■ **Task instructions**
1. Reproduce part of the passage on the first ground of appeal word for word. Begin at the words "4. The second" and stop after "from that time.".
2. According to the passage on the first ground of appeal, why was the court not persuaded that the sentencing judge erred by not referring to the incident from the applicant's early childhood?
3. Extend the passage on the first ground of appeal, picking up after its last sentence.

■ **Study text**
■ ■ ■ ■ ■ ■ ■

The first ground of appeal

  1. The applicant contends that the sentencing judge failed to have regard to two features of his subjective case, each of which should have attracted weight in the sentencing exercise in mitigation of sentence.

  2. The first concerned an incident when the applicant was a young child, aged three or four. The applicant’s mother gave evidence of an occasion when she woke to find a stranger holding her son in his arms after which she noticed changes in the manner and the content of his speech. There was no further reference to the incident in the evidence called on the applicant’s behalf on sentence, nor was it a matter raised with Dr Nielssen (cf the report of Kathryn Wakely, forensic psychologist, also tendered in the proceedings before Syme DCJ, where she opined that the applicant did not appear concerned about the incident).

  3. Given the paucity of the evidence bearing on the incident and any evidence of sequalae of any relevant kind, I am not persuaded that the sentencing judge was in error by failing to refer to the incident. Furthermore, I am unable to see how it merited any weight in his Honour’s assessment of the applicant's subjective case for sentencing purposes.

  4. The second matter related to evidence of the applicant's exposure to alcohol as a teenager. The applicant gave evidence, and reported to Dr Nielssen, that he started drinking at the age 14 in his uncle's company, becoming drunk several times a week. He said this encouraged him to regard drinking alcohol to a point of intoxication as acceptable. His mother confirmed that the applicant started drinking when he was an adolescent and that his drinking had become problematic from that time.

  5. On the appeal it was submitted that the applicant’s teenage drinking had the effect of impacting adversely on him in his formative years, attracting application of the principles espoused by the plurality of the High Court in Bugmy v R [2013] HCA 37; 249 CLR 571 [40] and [42]-[44].

  6. This case is readily distinguishable from the extent of social and family disadvantage that prevailed in Bugmy and other decisions of this Court where the principles in Bugmy have since been applied (see Ingrey v R [2016] NSWCCA 31).

■ ■ ■ ■ ■ ■ ■

■ **Information**
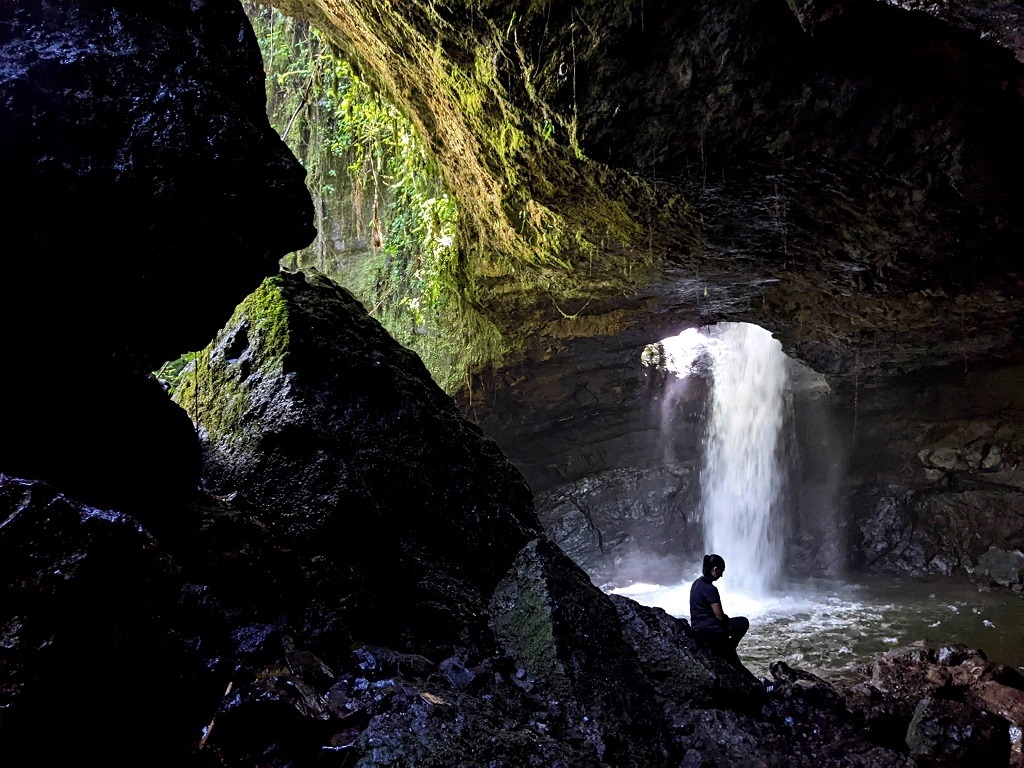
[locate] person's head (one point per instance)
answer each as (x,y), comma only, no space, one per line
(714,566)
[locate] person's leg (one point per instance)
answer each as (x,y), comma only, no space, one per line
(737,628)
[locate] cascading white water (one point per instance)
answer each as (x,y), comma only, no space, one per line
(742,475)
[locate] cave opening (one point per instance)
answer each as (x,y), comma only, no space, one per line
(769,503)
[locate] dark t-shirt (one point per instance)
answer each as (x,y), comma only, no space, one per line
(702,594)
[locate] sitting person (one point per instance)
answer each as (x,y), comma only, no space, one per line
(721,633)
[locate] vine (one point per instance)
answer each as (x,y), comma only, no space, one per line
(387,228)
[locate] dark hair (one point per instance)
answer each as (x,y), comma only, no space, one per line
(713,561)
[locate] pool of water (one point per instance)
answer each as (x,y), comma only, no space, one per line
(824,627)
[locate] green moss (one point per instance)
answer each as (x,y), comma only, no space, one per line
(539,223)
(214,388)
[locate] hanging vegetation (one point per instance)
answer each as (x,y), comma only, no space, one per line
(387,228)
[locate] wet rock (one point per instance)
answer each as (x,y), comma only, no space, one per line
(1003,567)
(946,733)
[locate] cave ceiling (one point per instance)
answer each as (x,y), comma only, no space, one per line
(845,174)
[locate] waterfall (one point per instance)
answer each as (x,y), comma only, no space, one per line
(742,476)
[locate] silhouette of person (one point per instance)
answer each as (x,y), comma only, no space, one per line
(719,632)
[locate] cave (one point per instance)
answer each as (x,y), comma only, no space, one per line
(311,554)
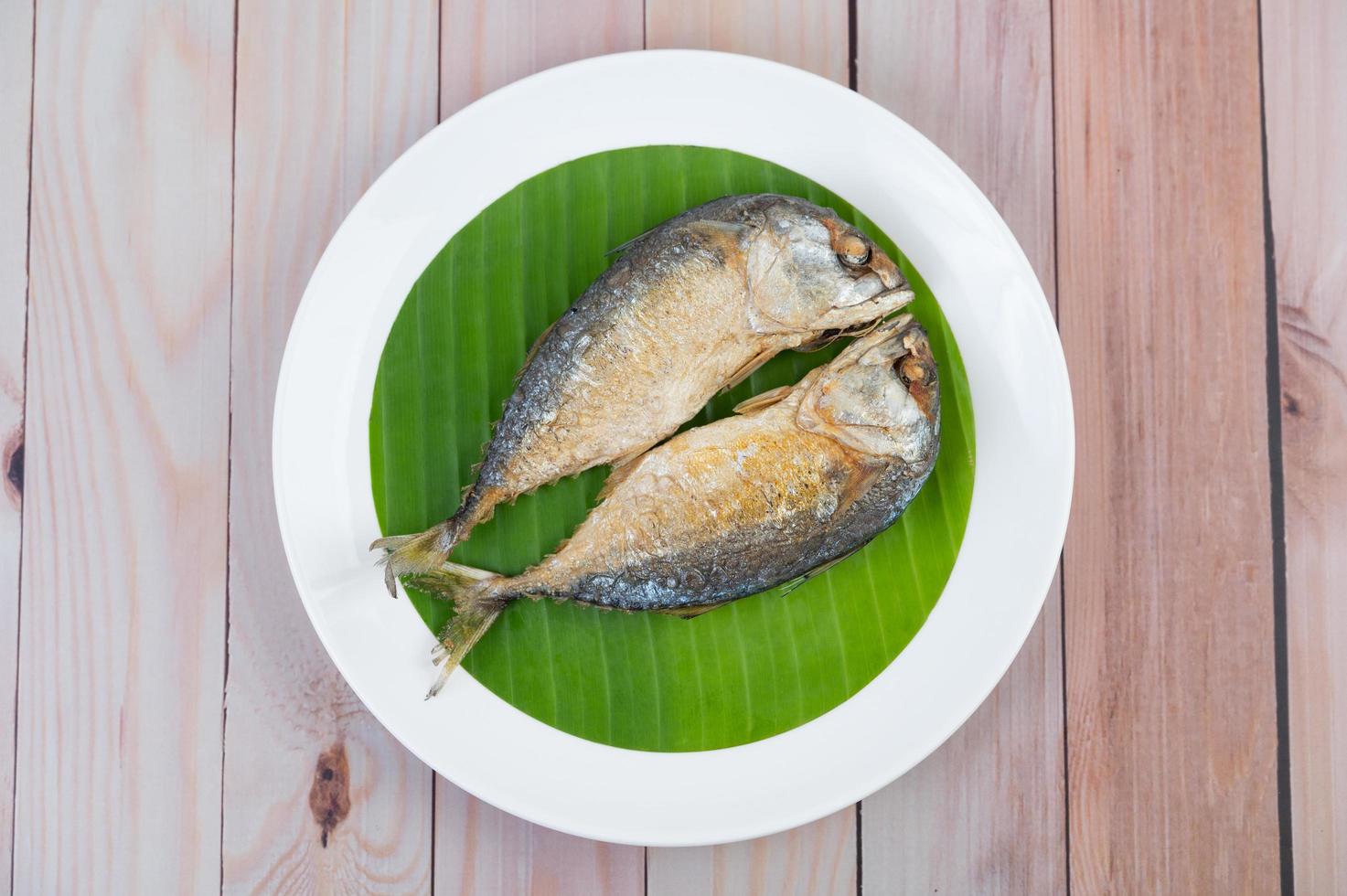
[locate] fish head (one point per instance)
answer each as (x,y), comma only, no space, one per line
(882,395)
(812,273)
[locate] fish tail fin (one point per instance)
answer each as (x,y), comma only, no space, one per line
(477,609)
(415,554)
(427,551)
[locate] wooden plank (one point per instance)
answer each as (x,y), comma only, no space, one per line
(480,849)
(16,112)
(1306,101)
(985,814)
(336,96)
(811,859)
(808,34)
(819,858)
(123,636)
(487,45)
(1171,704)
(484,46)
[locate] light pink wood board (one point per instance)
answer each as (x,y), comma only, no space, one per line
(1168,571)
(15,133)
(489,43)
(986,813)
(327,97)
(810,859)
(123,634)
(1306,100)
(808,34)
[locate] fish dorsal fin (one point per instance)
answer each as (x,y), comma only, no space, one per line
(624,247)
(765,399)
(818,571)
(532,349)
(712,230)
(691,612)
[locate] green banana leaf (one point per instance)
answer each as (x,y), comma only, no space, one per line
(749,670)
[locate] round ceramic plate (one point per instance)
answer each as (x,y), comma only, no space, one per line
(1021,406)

■ ■ ■ ■ ■ ■ ■

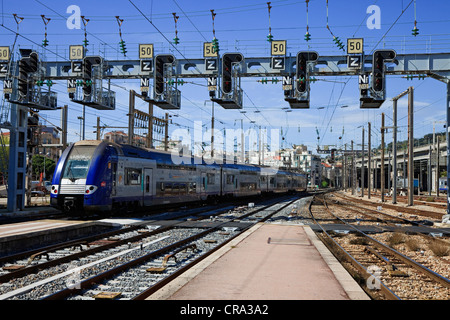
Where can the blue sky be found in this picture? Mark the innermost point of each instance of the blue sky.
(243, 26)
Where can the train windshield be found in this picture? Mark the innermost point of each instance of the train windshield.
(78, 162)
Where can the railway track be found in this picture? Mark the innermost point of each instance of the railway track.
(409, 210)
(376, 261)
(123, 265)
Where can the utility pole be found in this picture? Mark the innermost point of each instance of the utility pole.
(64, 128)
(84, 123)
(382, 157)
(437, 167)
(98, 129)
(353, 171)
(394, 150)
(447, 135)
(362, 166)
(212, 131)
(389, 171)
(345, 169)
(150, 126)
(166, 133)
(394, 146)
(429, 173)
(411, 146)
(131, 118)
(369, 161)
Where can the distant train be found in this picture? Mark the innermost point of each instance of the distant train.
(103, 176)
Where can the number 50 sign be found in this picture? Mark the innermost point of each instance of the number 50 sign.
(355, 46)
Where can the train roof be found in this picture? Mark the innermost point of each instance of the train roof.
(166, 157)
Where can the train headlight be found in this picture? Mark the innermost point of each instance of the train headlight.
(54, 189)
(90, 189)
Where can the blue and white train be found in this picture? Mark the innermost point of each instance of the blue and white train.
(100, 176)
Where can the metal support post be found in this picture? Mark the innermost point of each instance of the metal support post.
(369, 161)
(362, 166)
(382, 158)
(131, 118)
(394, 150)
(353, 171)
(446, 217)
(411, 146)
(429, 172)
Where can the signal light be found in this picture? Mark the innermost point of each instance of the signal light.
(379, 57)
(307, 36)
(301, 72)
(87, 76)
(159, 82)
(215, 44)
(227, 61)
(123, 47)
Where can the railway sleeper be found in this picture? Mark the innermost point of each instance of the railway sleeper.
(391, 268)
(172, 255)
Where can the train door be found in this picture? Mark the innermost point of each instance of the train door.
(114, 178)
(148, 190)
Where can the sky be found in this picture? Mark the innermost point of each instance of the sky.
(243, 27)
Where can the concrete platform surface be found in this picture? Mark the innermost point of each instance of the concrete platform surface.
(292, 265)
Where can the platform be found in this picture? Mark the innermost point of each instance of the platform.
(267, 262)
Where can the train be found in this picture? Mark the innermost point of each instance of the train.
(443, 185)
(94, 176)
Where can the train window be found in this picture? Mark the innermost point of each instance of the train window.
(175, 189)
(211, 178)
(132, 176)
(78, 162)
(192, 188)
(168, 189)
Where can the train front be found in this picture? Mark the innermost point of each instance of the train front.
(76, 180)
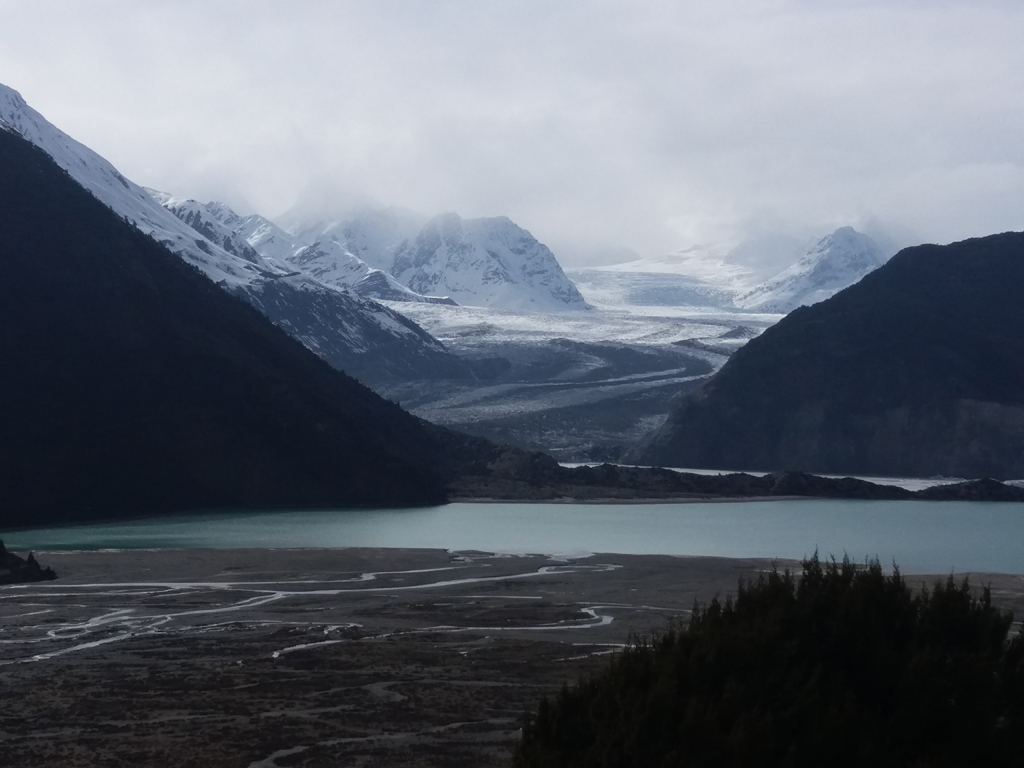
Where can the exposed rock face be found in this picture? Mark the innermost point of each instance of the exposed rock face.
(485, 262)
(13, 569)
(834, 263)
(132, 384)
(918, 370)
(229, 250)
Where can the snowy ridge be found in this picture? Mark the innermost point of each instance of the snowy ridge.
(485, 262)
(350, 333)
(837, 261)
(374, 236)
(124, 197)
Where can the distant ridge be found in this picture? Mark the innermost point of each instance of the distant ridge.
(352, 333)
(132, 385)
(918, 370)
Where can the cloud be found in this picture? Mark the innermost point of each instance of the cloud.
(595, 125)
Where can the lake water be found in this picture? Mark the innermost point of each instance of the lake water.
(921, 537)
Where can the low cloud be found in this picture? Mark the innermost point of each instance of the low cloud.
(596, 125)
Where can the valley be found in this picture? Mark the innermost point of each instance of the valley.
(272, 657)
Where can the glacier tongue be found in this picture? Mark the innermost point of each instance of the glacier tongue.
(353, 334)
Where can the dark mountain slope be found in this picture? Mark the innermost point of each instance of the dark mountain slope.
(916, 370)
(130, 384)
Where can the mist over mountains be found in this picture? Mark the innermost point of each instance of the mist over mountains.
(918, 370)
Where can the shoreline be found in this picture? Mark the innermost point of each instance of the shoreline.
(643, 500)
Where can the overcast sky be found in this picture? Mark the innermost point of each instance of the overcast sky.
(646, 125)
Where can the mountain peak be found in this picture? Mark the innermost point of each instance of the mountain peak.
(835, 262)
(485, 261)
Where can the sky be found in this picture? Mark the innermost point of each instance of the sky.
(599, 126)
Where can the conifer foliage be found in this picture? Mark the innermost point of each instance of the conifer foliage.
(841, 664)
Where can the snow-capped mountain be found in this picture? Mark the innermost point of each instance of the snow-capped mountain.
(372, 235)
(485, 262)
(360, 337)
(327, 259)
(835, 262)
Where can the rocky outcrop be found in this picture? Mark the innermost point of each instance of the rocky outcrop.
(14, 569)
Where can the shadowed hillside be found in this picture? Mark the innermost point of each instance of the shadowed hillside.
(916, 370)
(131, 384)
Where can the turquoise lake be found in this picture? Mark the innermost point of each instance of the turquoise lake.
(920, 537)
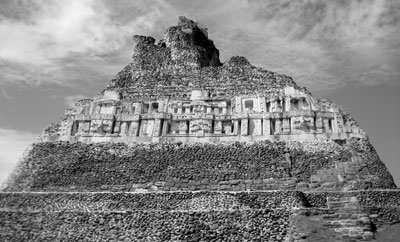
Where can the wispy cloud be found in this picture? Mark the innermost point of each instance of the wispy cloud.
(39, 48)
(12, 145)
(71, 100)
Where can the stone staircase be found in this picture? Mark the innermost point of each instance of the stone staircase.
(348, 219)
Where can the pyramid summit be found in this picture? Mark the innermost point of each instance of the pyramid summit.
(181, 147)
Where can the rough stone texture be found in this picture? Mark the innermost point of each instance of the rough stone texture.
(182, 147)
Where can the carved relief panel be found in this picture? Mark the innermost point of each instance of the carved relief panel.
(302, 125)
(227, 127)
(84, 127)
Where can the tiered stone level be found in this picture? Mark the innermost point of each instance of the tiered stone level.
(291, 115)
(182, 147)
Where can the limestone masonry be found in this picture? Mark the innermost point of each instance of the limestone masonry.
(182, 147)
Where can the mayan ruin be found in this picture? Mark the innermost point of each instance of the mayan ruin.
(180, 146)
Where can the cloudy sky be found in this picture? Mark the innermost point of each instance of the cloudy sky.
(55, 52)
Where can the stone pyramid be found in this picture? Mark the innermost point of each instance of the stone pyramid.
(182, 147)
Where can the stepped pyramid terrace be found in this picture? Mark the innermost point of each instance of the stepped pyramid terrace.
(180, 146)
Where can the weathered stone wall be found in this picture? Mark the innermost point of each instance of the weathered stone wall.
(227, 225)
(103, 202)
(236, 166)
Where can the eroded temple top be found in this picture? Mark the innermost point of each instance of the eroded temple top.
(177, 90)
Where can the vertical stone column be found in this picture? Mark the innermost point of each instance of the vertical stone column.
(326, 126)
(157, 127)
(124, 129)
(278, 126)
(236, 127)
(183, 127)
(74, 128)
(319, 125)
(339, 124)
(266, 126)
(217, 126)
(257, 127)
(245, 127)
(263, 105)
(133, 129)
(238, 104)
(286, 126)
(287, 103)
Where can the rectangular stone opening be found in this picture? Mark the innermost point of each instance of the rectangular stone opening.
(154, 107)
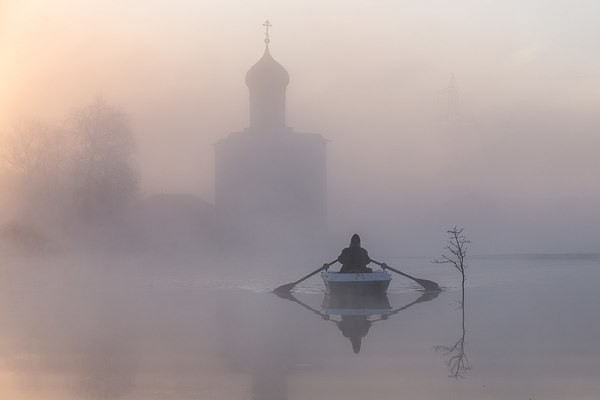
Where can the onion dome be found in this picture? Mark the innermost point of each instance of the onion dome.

■ ■ ■ ■ ■ ■ ■

■ **Answers by task**
1.
4. The second matter related to evidence of the applicant's exposure to alcohol as a teenager. The applicant gave evidence, and reported to Dr Nielssen, that he started drinking at the age 14 in his uncle's company, becoming drunk several times a week. He said this encouraged him to regard drinking alcohol to a point of intoxication as acceptable. His mother confirmed that the applicant started drinking when he was an adolescent and that his drinking had become problematic from that time.

2. The evidence about the incident was scant, and there was no evidence that it had any relevant after-effects. The court also could not see how the incident deserved any weight in assessing the applicant's subjective case for sentencing.

3.
  7. Aside from the evidence of teenage drinking with an extended family member perhaps being suggestive of a permissive approach to underage drinking by the applicant’s parents, the applicant’s family life was stable and supportive. There was no family violence and no drug use or alcohol abuse by immediate family members; neither were there family or social influences creating a milieu in which criminal conduct or other antisocial conduct was either encouraged or not appropriately disciplined. The evidence also established that the applicant was educated to Year 11 where, on his own assessment, he was an above average student and had secured full-time employment in various capacities after leaving school.

  8. In short, aside from his progressive and apparently largely unchecked abuse of alcohol throughout his young adolescence through to his late teens and early 20s, including whilst he was living in the family home, there was no evidence of any deprivation in his home or social circumstances (still less any of the profound deprivation with which the High Court was invited to deal in Bugmy or that this Court was invited to consider in Ingrey) which would reduce the applicant’s moral culpability for his offending or the need for general deterrence to be reflected in the sentence to be imposed.

  9. Counsel also submitted that the applicant’s abuse of alcohol from a young age was such that it should be regarded as a factor mitigating the seriousness of his offending. In support of that submission, the Court was referred to a passage in R v Todorovic [2008] NSWCCA 49 at [58] where RS Hulme J observed that although this Court, in R v Henry [1999] NSWCCA 111; 46 NSWLR 346, rejected the proposition that addiction to drugs should be regarded as a mitigating factor on sentence, there might be exceptional cases were an offender’s youth, or other circumstances over which the offender had no control and which predisposed an offender to drug abuse, might ameliorate a sentence as an exception to the general rule that drug addiction is not a mitigating factor.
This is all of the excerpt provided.